• **Selected extract**
↓↓↓

1. Sunday, May 17, 2015

    rip dave 

    daveback in the early days of civilization, before everyone had televisions in their pockets

    you had to watch tv with your whole  family.

    one christmas i was at my grandparents house in southern georgia. we had eaten dinner, played cards, and after the ice cream had been served, a new show was to air

    late night with david letterman.

    i was excited about this because i had seen his short-lived morning show and it was fantastic.

    i clearly remembered one episode where there was a small marching band on stage next to dave and confetti was falling and a young lady was spinning  a flaming baton

    and as the credits rolled some of the falling confetti kissed the flame from one of ends of the baton

    and caught fire

    and as the credits rolled, a fire extinguisher blew it all out.

    i was all wha????

    that show lasted about a year and a year later there i was sitting in my grandfathers living room and i told him we gotta watch this new show and i was not at all disappointed.

    it was so not johnny carson but just as good, right off the bat.

    everyone loved johnny, myself included, and it wasnt even that johnny was losing steam or anything, he was the essence of class and still had it.

    dave was the opposite of that. but not in a rude way, in almost a cable-access way. and proud of it. still it was like who the hell gave this guy a show.

    which, by the way, was basically my grandpas reaction. he didnt even reward it enough by falling asleep to it in his recliner that winter night.

↑↑↑

• **Provided material**
↓↓↓

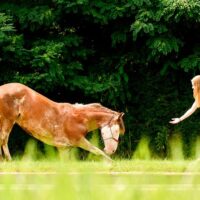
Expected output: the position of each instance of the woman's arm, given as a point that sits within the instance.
(186, 115)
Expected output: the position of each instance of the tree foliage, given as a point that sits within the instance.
(127, 55)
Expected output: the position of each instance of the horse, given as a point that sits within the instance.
(62, 125)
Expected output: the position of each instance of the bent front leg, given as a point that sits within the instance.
(85, 144)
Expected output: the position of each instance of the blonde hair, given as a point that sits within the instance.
(196, 89)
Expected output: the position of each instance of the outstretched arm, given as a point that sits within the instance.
(186, 115)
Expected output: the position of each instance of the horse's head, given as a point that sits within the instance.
(110, 133)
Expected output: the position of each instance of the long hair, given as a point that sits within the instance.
(196, 89)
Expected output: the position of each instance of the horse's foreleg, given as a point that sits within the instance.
(85, 144)
(4, 134)
(6, 152)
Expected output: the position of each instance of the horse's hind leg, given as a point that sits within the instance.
(6, 128)
(85, 144)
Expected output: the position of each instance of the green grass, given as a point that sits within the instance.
(125, 179)
(141, 178)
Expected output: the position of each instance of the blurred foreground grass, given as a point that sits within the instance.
(141, 177)
(133, 179)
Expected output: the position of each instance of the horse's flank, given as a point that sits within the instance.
(57, 124)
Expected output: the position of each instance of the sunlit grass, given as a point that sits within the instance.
(34, 176)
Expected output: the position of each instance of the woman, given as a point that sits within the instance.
(196, 94)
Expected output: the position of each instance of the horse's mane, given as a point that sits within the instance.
(95, 107)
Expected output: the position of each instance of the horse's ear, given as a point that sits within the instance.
(121, 115)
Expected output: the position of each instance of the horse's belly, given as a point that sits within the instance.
(50, 134)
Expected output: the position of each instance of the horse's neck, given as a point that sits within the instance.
(99, 118)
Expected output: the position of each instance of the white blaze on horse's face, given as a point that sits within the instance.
(110, 135)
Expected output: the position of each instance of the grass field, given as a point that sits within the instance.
(132, 179)
(140, 178)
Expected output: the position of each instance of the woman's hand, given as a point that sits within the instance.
(175, 121)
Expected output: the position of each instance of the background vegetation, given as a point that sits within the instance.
(135, 56)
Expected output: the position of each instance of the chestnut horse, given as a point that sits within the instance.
(62, 125)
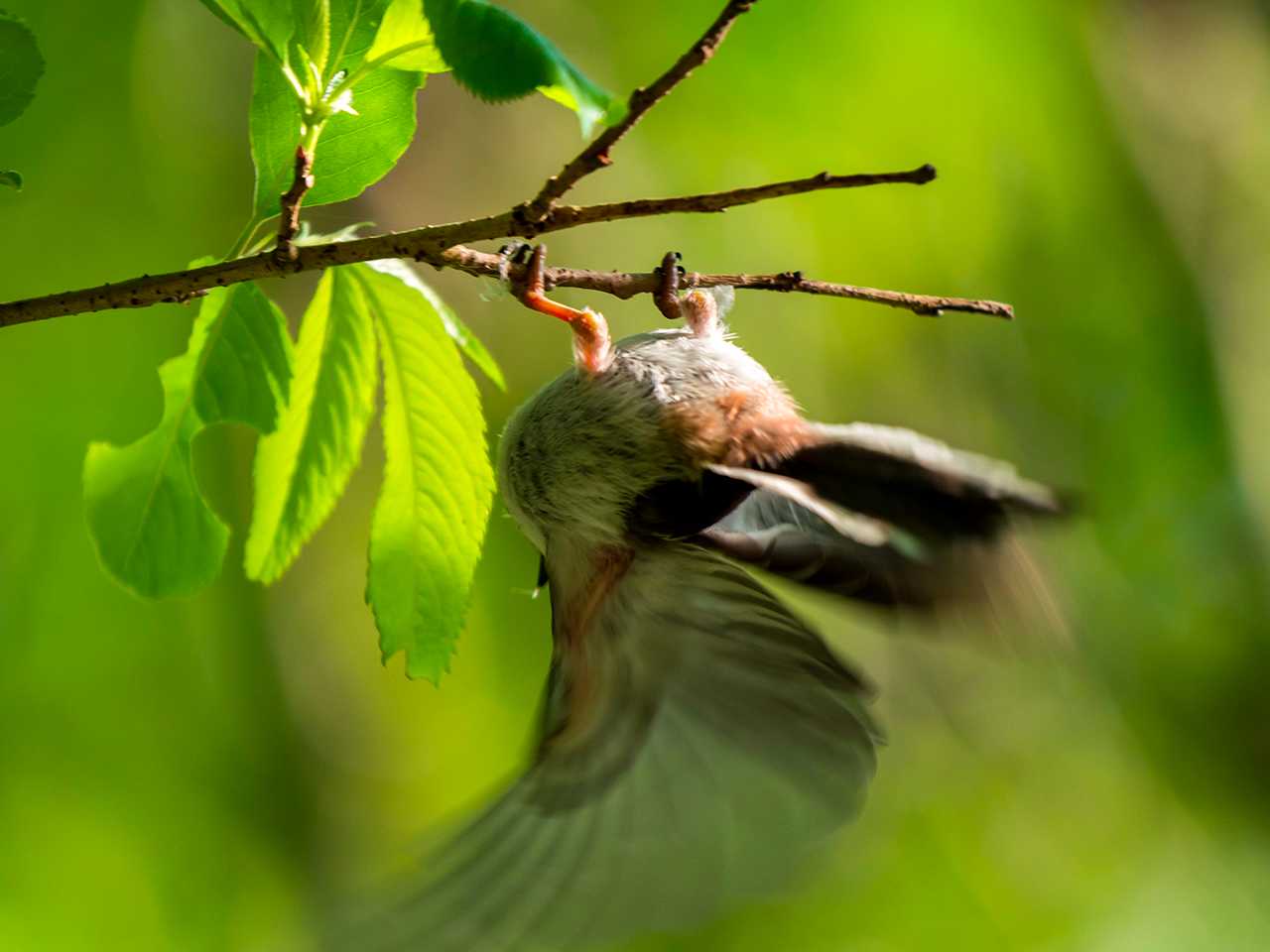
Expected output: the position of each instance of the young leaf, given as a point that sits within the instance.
(437, 483)
(267, 23)
(405, 30)
(21, 67)
(354, 151)
(313, 31)
(458, 331)
(302, 468)
(153, 530)
(498, 56)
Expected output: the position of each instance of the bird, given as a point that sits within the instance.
(698, 739)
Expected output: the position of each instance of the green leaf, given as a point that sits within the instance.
(354, 151)
(153, 530)
(431, 516)
(302, 468)
(353, 24)
(405, 28)
(458, 331)
(21, 67)
(498, 56)
(267, 23)
(313, 31)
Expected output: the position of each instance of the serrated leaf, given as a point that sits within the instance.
(354, 151)
(151, 526)
(405, 26)
(270, 24)
(498, 56)
(431, 516)
(458, 331)
(302, 468)
(21, 67)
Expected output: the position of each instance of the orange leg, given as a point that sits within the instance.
(592, 347)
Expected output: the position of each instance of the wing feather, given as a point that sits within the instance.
(744, 743)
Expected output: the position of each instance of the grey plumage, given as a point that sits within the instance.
(698, 738)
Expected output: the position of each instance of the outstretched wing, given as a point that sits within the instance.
(885, 516)
(698, 740)
(915, 483)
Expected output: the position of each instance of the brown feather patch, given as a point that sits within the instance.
(738, 428)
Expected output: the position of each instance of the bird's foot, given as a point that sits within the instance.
(592, 345)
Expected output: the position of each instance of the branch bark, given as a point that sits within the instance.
(444, 245)
(595, 155)
(289, 204)
(624, 285)
(426, 244)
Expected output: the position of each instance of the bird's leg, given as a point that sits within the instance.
(592, 347)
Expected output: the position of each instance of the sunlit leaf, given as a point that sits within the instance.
(313, 31)
(154, 532)
(354, 151)
(267, 23)
(302, 468)
(21, 67)
(404, 26)
(498, 56)
(431, 516)
(458, 331)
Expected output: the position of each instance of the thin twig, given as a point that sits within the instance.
(624, 285)
(595, 155)
(289, 203)
(421, 244)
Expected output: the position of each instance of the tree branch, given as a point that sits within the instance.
(624, 285)
(444, 245)
(289, 204)
(595, 155)
(423, 244)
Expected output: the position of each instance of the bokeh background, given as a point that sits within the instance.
(206, 774)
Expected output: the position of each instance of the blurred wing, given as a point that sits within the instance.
(811, 540)
(698, 740)
(889, 517)
(915, 483)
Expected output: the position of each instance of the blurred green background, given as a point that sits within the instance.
(204, 774)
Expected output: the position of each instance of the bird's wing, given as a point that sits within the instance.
(915, 483)
(698, 740)
(785, 529)
(888, 517)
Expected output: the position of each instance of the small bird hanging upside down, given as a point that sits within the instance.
(698, 738)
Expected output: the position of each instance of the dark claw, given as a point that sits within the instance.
(667, 295)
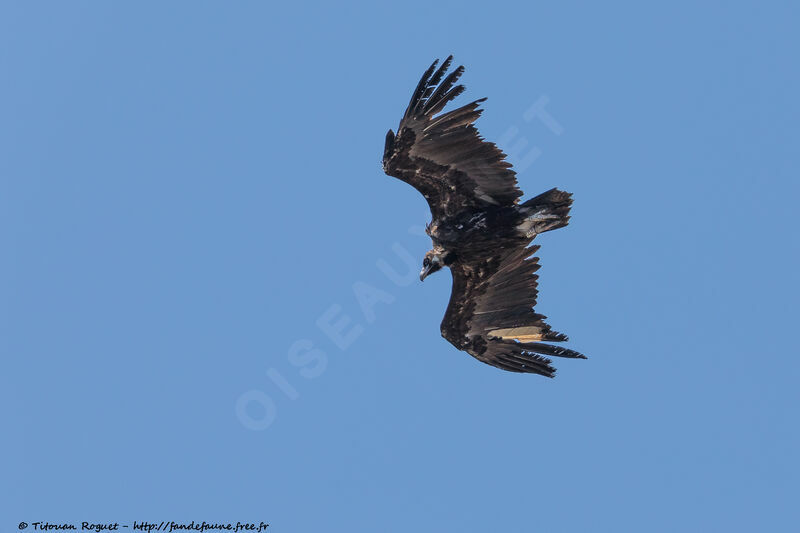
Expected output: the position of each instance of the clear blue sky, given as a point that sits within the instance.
(192, 201)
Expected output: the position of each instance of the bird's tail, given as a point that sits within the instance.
(548, 211)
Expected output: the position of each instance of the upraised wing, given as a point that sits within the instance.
(442, 155)
(490, 314)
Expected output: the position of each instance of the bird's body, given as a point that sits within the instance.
(478, 228)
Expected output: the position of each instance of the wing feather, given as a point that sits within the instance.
(490, 315)
(442, 154)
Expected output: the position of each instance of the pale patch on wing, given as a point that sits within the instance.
(521, 334)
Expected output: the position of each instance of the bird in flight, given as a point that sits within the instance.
(479, 228)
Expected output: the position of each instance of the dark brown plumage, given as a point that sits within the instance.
(478, 228)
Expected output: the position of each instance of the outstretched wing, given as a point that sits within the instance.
(442, 155)
(490, 314)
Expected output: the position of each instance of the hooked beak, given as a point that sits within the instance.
(424, 272)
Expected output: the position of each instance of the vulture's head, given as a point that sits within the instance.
(434, 260)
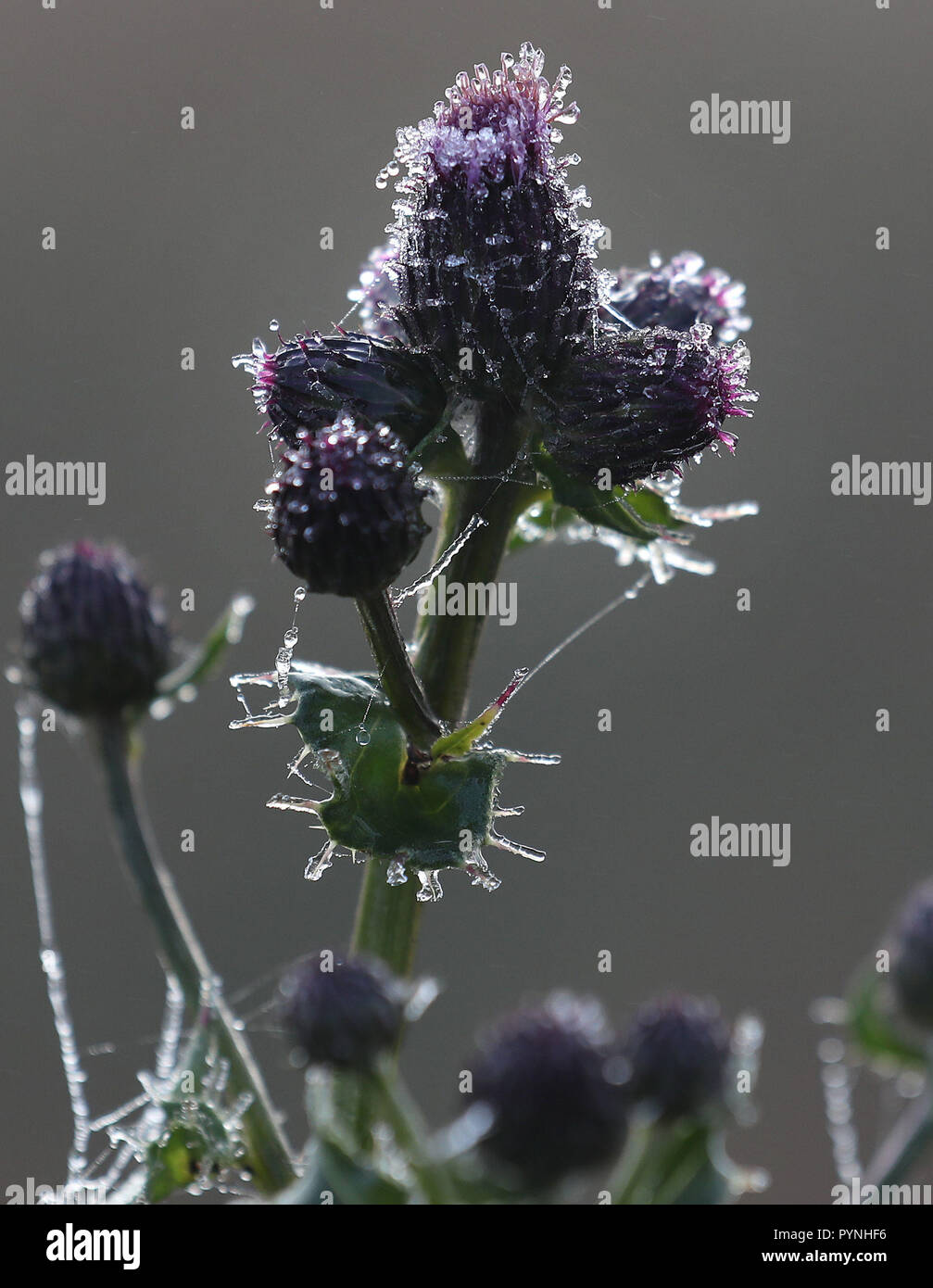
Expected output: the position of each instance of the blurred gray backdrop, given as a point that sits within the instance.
(170, 238)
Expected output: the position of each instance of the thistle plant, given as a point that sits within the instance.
(503, 389)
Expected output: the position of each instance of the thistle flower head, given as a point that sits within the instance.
(343, 1013)
(676, 1050)
(495, 128)
(679, 294)
(913, 963)
(346, 509)
(645, 402)
(304, 384)
(95, 641)
(493, 264)
(546, 1076)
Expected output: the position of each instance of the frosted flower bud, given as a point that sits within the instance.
(493, 264)
(306, 383)
(913, 960)
(676, 1050)
(547, 1077)
(93, 640)
(643, 402)
(346, 509)
(343, 1013)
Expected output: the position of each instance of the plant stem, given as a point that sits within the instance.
(396, 676)
(906, 1143)
(388, 915)
(404, 1118)
(446, 643)
(184, 957)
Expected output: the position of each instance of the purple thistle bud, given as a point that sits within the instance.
(306, 383)
(343, 1013)
(95, 641)
(913, 964)
(494, 268)
(547, 1077)
(643, 402)
(679, 294)
(376, 297)
(346, 509)
(676, 1050)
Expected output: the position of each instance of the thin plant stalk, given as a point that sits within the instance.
(184, 958)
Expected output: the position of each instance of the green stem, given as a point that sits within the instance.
(410, 1132)
(907, 1142)
(386, 920)
(448, 644)
(396, 676)
(184, 957)
(388, 915)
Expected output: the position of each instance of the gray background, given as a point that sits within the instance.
(170, 238)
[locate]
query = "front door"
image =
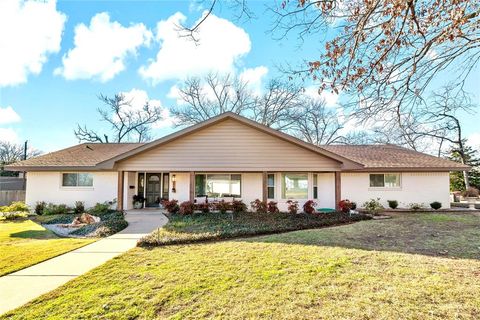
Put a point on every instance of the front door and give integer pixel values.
(152, 192)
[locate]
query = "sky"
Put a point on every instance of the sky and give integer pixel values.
(57, 57)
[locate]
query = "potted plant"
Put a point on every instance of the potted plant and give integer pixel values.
(471, 194)
(138, 201)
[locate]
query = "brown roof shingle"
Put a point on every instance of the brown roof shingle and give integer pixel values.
(391, 157)
(82, 155)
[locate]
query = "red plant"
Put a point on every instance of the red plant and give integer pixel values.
(238, 206)
(272, 207)
(171, 206)
(292, 206)
(187, 208)
(259, 206)
(345, 205)
(309, 207)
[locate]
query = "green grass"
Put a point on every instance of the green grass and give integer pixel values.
(364, 270)
(24, 243)
(214, 226)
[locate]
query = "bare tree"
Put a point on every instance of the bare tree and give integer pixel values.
(127, 123)
(317, 124)
(12, 152)
(278, 107)
(204, 98)
(383, 53)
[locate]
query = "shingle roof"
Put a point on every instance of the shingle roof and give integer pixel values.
(82, 155)
(391, 156)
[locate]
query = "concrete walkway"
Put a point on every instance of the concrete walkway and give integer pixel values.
(22, 286)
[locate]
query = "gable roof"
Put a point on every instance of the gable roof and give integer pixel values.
(103, 156)
(347, 163)
(390, 157)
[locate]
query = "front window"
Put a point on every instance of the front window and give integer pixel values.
(77, 180)
(294, 186)
(218, 185)
(385, 180)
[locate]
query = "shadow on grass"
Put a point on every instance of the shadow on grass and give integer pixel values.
(439, 235)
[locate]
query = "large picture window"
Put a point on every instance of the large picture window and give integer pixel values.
(80, 179)
(218, 185)
(385, 180)
(294, 186)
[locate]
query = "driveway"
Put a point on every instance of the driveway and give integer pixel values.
(22, 286)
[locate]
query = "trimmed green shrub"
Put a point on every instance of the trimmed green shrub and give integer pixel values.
(79, 207)
(373, 206)
(393, 204)
(39, 207)
(436, 205)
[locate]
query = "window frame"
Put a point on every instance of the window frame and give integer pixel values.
(283, 186)
(384, 187)
(76, 186)
(205, 181)
(271, 186)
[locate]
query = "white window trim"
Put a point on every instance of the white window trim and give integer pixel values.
(230, 173)
(73, 188)
(400, 179)
(309, 189)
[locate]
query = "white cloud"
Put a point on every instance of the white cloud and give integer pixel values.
(330, 98)
(101, 48)
(29, 32)
(254, 78)
(8, 115)
(474, 140)
(138, 98)
(221, 44)
(8, 134)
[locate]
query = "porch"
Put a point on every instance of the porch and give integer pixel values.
(322, 187)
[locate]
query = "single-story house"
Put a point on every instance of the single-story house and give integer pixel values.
(231, 156)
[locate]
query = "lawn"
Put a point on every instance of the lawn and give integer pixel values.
(414, 266)
(24, 243)
(198, 227)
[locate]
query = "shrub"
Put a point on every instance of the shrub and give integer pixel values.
(309, 207)
(345, 205)
(238, 206)
(79, 207)
(435, 205)
(51, 209)
(99, 208)
(39, 207)
(17, 206)
(203, 207)
(171, 206)
(471, 192)
(272, 207)
(187, 208)
(373, 206)
(415, 206)
(222, 206)
(259, 206)
(393, 204)
(292, 206)
(13, 215)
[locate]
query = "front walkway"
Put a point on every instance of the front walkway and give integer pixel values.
(22, 286)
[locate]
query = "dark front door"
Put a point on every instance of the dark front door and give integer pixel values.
(153, 189)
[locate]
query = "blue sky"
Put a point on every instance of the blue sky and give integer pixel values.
(60, 56)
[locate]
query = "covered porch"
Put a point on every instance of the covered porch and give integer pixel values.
(200, 186)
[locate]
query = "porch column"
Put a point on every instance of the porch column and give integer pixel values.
(338, 188)
(264, 186)
(192, 186)
(121, 177)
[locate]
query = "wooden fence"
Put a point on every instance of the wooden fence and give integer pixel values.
(8, 196)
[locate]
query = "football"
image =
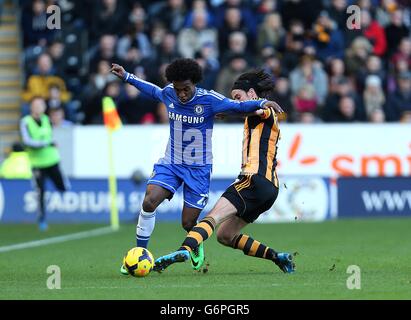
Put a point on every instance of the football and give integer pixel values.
(138, 262)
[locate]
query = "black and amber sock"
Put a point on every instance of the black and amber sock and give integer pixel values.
(253, 248)
(200, 233)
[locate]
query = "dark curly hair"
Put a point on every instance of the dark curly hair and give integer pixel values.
(184, 69)
(259, 80)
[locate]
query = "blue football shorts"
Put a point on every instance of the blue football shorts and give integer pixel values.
(196, 182)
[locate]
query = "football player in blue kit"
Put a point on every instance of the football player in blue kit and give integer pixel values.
(188, 157)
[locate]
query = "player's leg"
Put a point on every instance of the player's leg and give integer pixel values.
(39, 186)
(196, 189)
(229, 234)
(154, 196)
(162, 185)
(200, 233)
(251, 198)
(189, 217)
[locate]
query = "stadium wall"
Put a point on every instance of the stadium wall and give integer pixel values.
(326, 171)
(325, 150)
(301, 198)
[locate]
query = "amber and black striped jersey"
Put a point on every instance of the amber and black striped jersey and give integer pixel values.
(261, 134)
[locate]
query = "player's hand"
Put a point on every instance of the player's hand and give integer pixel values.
(118, 70)
(274, 105)
(278, 110)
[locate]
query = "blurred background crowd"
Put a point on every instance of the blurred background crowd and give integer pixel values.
(324, 70)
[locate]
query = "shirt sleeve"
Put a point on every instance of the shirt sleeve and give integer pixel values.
(148, 88)
(223, 104)
(28, 140)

↑↑↑

• **What needs to be done**
Reproduce word for word the section of the blog post about David Letterman above, starting at "and as the credits rolled, a" and ending at "that winter night.".

• **Answer below**
and as the credits rolled, a fire extinguisher blew it all out.

    i was all wha????

    that show lasted about a year and a year later there i was sitting in my grandfathers living room and i told him we gotta watch this new show and i was not at all disappointed.

    it was so not johnny carson but just as good, right off the bat.

    everyone loved johnny, myself included, and it wasnt even that johnny was losing steam or anything, he was the essence of class and still had it.

    dave was the opposite of that. but not in a rude way, in almost a cable-access way. and proud of it. still it was like who the hell gave this guy a show.

    which, by the way, was basically my grandpas reaction. he didnt even reward it enough by falling asleep to it in his recliner that winter night.